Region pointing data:
= Beginning of Section =

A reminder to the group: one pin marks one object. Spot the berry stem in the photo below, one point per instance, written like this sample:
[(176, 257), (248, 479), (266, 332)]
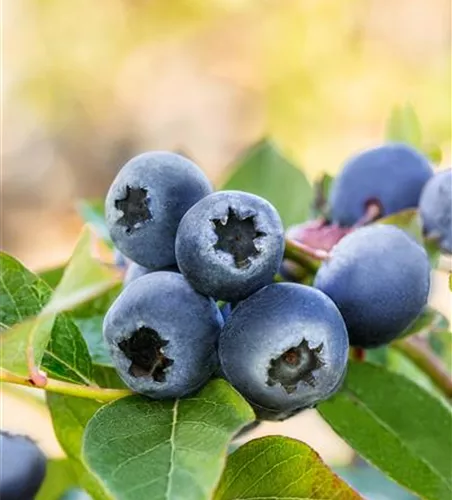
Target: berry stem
[(305, 256), (415, 350), (59, 387)]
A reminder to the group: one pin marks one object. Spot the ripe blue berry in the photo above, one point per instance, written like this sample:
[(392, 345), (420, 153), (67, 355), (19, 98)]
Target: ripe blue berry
[(162, 335), (146, 202), (230, 244), (22, 465), (435, 208), (284, 348), (379, 278), (390, 176)]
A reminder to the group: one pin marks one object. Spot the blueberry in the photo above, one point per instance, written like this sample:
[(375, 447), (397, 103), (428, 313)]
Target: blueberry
[(230, 244), (135, 271), (284, 348), (22, 465), (162, 335), (146, 202), (435, 208), (379, 278), (226, 310), (390, 176)]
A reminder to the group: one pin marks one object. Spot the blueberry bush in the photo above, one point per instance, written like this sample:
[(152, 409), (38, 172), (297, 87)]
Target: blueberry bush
[(185, 317)]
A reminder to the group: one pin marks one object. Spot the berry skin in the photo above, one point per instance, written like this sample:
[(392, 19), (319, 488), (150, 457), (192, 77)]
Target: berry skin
[(379, 279), (146, 202), (230, 244), (284, 349), (435, 208), (22, 465), (135, 271), (391, 176), (162, 336)]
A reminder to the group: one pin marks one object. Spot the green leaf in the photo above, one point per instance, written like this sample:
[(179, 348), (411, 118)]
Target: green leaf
[(322, 190), (66, 356), (84, 278), (279, 468), (403, 126), (59, 479), (441, 344), (52, 276), (89, 318), (24, 344), (263, 170), (142, 449), (70, 416), (428, 321), (23, 294), (93, 213), (107, 376), (397, 426)]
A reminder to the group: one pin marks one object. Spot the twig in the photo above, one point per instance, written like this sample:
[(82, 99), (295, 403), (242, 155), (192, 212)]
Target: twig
[(304, 256), (59, 387)]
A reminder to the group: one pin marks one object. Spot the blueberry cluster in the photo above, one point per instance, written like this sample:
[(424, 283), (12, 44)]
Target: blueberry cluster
[(199, 297)]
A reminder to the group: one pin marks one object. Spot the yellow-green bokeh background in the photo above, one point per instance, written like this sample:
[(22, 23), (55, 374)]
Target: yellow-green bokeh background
[(87, 84)]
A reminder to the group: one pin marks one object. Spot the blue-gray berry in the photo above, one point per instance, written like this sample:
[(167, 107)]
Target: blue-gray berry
[(379, 278), (435, 208), (230, 244), (391, 176), (284, 348), (162, 335), (146, 202), (22, 466)]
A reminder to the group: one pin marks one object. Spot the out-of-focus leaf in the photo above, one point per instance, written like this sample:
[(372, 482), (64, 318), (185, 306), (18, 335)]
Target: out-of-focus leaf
[(396, 426), (264, 171), (142, 449), (279, 468), (408, 220)]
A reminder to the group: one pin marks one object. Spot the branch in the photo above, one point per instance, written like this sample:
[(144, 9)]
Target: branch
[(424, 359), (59, 387)]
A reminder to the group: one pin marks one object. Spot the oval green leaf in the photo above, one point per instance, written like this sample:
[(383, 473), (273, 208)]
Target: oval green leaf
[(279, 468), (397, 426), (23, 295), (264, 171), (142, 449)]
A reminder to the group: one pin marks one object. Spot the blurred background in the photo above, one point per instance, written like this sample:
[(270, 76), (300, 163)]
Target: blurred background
[(87, 85)]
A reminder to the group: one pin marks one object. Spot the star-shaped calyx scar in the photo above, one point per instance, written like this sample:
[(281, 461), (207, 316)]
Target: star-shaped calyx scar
[(237, 236)]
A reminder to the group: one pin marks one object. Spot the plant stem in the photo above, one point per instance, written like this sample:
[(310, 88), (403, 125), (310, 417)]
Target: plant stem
[(424, 359), (59, 387), (296, 252)]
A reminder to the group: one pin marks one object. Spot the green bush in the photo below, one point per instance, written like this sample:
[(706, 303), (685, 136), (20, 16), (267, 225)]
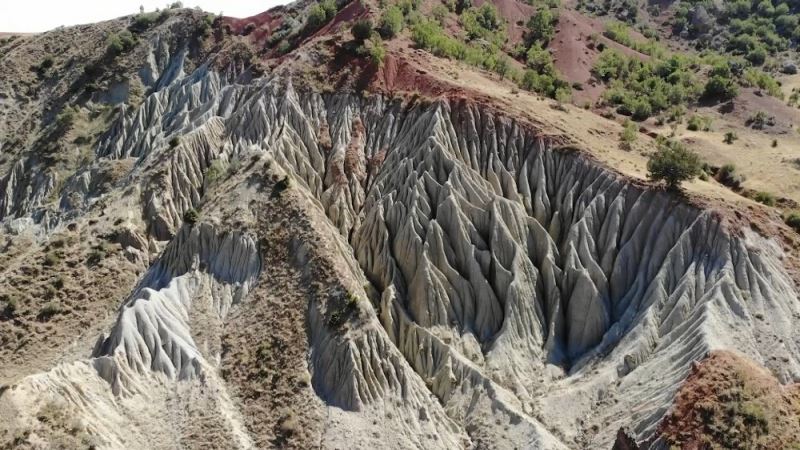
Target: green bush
[(439, 12), (673, 163), (121, 42), (720, 88), (377, 52), (541, 27), (484, 23), (629, 133), (279, 187), (539, 59), (66, 118), (144, 21), (317, 17), (765, 198), (362, 30), (191, 216), (699, 123), (48, 311), (11, 306), (391, 22), (729, 176), (793, 220)]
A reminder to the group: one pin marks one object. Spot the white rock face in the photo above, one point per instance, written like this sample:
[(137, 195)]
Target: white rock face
[(543, 300)]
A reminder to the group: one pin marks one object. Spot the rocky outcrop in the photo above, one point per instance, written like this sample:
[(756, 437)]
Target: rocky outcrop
[(499, 258), (153, 328)]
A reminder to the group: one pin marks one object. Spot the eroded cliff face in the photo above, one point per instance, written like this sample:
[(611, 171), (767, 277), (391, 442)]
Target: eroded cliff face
[(466, 281)]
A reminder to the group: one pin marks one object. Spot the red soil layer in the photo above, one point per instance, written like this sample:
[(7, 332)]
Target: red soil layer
[(265, 23), (516, 13), (729, 400), (572, 56)]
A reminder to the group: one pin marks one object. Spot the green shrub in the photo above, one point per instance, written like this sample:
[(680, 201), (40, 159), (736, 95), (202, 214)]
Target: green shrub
[(144, 21), (629, 133), (377, 52), (484, 23), (699, 123), (758, 120), (793, 220), (191, 216), (541, 27), (720, 88), (729, 176), (51, 259), (439, 12), (65, 118), (673, 163), (765, 198), (281, 186), (121, 42), (362, 30), (391, 22), (539, 59), (48, 311), (11, 306), (317, 17)]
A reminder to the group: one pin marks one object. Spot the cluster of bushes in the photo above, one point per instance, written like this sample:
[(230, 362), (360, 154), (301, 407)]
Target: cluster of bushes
[(392, 22), (673, 163), (320, 14), (643, 88), (369, 43), (619, 32), (793, 220), (750, 28), (121, 42), (699, 123), (429, 35), (484, 23)]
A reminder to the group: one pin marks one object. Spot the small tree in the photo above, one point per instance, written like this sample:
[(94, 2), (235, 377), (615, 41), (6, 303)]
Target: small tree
[(673, 163), (362, 30), (391, 22), (793, 220), (191, 216), (316, 17), (628, 135)]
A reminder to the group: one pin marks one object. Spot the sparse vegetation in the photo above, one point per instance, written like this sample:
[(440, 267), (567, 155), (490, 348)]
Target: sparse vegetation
[(673, 163), (48, 311), (391, 23), (191, 216), (629, 134), (320, 14), (699, 123), (10, 306), (279, 187), (765, 198), (729, 137), (121, 42), (793, 220), (362, 30), (759, 120), (344, 309), (729, 176)]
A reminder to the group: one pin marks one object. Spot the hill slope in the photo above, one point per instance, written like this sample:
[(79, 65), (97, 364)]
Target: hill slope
[(285, 232)]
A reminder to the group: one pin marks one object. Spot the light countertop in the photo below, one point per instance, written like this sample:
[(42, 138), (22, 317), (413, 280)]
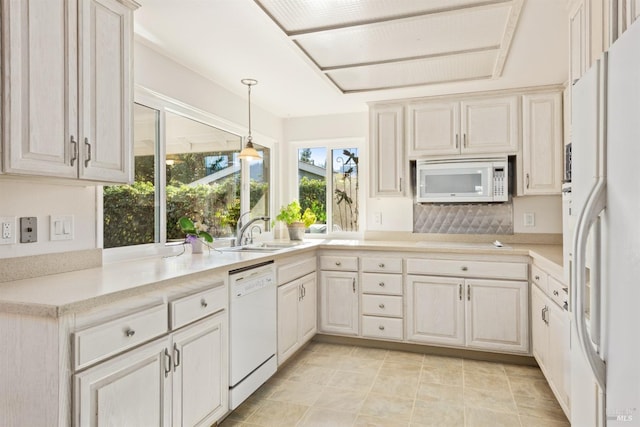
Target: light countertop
[(58, 294)]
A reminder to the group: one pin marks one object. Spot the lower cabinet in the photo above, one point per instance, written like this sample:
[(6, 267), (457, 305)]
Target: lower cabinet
[(339, 302), (475, 313), (178, 380), (297, 315)]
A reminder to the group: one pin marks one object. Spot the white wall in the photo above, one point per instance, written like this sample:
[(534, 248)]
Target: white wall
[(41, 199)]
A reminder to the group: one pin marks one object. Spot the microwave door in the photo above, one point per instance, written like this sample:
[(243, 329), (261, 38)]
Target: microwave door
[(450, 185)]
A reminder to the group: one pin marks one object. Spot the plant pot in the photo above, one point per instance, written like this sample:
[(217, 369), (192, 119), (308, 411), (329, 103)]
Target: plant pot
[(196, 246), (296, 230)]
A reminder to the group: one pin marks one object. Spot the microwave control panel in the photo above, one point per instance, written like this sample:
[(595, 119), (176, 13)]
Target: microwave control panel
[(499, 184)]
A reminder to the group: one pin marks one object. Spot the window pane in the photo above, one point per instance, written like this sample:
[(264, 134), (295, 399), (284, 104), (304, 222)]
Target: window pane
[(130, 211), (259, 183), (312, 173), (345, 189), (203, 176)]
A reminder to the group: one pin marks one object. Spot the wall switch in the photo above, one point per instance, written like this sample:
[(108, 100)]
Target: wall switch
[(7, 230), (377, 218), (61, 227), (529, 219), (28, 229)]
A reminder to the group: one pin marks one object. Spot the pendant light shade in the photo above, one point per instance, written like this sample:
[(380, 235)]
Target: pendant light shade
[(248, 152)]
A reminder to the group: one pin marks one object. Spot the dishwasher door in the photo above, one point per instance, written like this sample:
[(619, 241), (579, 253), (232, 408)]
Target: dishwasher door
[(253, 317)]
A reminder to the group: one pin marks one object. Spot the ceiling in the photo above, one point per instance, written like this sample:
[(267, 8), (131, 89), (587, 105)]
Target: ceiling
[(316, 57)]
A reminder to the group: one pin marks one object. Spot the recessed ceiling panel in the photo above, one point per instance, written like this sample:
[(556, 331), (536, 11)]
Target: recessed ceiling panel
[(413, 73), (422, 36), (305, 15)]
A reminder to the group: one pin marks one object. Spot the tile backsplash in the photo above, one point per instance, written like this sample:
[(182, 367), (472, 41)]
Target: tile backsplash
[(472, 218)]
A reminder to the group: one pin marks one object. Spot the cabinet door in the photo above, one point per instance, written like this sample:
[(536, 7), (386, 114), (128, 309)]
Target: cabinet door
[(435, 310), (559, 365), (542, 143), (387, 150), (539, 329), (497, 315), (105, 38), (434, 128), (200, 376), (339, 302), (289, 297), (131, 389), (490, 126), (40, 96), (308, 314)]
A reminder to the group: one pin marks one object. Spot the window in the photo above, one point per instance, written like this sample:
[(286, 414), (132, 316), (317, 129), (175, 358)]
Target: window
[(184, 166), (328, 185)]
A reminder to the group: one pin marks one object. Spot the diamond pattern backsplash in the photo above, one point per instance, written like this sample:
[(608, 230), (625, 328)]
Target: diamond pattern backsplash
[(496, 218)]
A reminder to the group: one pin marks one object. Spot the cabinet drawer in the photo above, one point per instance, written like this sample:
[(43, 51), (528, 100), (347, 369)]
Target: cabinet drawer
[(382, 305), (347, 263), (193, 307), (378, 283), (539, 277), (101, 341), (295, 270), (382, 327), (382, 265), (557, 292), (461, 268)]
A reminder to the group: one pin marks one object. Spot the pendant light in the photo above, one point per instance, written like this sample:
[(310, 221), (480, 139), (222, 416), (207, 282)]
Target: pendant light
[(248, 152)]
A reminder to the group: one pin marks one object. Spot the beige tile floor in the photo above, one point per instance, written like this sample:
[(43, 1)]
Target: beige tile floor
[(338, 385)]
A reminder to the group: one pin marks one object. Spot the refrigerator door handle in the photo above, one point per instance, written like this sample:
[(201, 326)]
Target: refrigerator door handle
[(586, 219)]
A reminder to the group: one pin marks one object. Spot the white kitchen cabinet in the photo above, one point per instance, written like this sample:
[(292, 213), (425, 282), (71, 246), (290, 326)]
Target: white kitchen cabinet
[(435, 310), (497, 315), (68, 93), (542, 144), (339, 302), (486, 125), (388, 171), (297, 315)]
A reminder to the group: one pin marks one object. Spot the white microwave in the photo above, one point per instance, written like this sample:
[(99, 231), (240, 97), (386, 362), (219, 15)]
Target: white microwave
[(464, 180)]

= End of Section =

* **TASK DESCRIPTION**: Transcribe, from the records above, the first line and every line after it up to and including the line with "[(152, 409), (38, 172), (297, 87)]"; omit pictures.

* **WRITTEN SOLUTION**:
A reminder to the group: one pin marks one object. Spot the berry stem in the photo below, one point per instance, written like this sample:
[(176, 257), (248, 479), (266, 332)]
Target: berry stem
[(305, 256), (415, 350), (59, 387)]
A reminder to the group: one pin marks one object. Spot the ripe blue berry in the photo above, one point per instance, written like this sample:
[(392, 345), (420, 153), (67, 355), (19, 98)]
Target: ripe blue berry
[(162, 335), (146, 202), (230, 244), (22, 465), (435, 208), (284, 348), (379, 278), (390, 176)]
A reminder to the group: one pin marks one object. Spot the blueberry in the photo above, one point per instance, written like this sample:
[(375, 447), (397, 103), (428, 313)]
Target: blueberry
[(230, 244), (135, 271), (284, 348), (22, 465), (162, 335), (146, 202), (435, 208), (379, 278), (226, 310), (390, 176)]
A reminder to the group: one pin marks one object. Spot the blueberry bush in the photo above, one point per instance, written like this sample:
[(152, 409), (38, 172), (297, 87)]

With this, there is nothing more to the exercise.